## EXERCISE DIRECTIONS
Transcribe the records below word for word, leaving every picture out.

+++ DATA UNDER STUDY

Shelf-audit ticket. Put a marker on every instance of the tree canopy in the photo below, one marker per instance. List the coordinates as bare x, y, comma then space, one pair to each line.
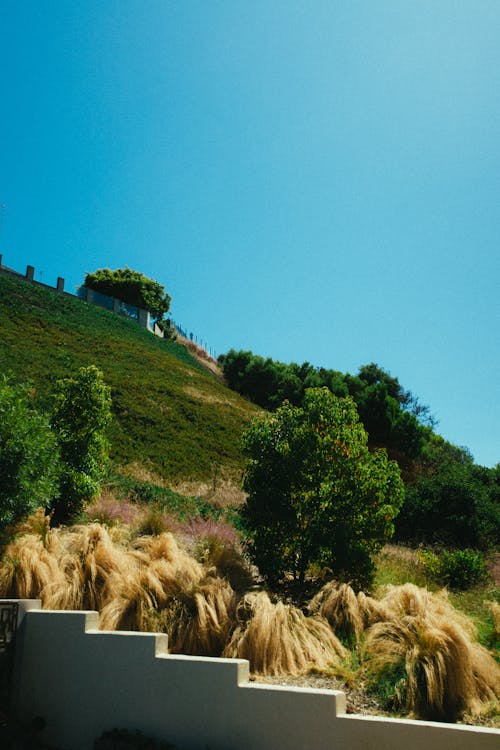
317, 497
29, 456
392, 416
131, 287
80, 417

++++++

## TASK OUTPUT
Shelf-audit ticket. Put a marker on every instance of the tree canopy in the photo below, one marker per instance. List the coordinates as bare x, y, comma then space, one pair to each line.
317, 497
29, 456
392, 416
131, 287
80, 417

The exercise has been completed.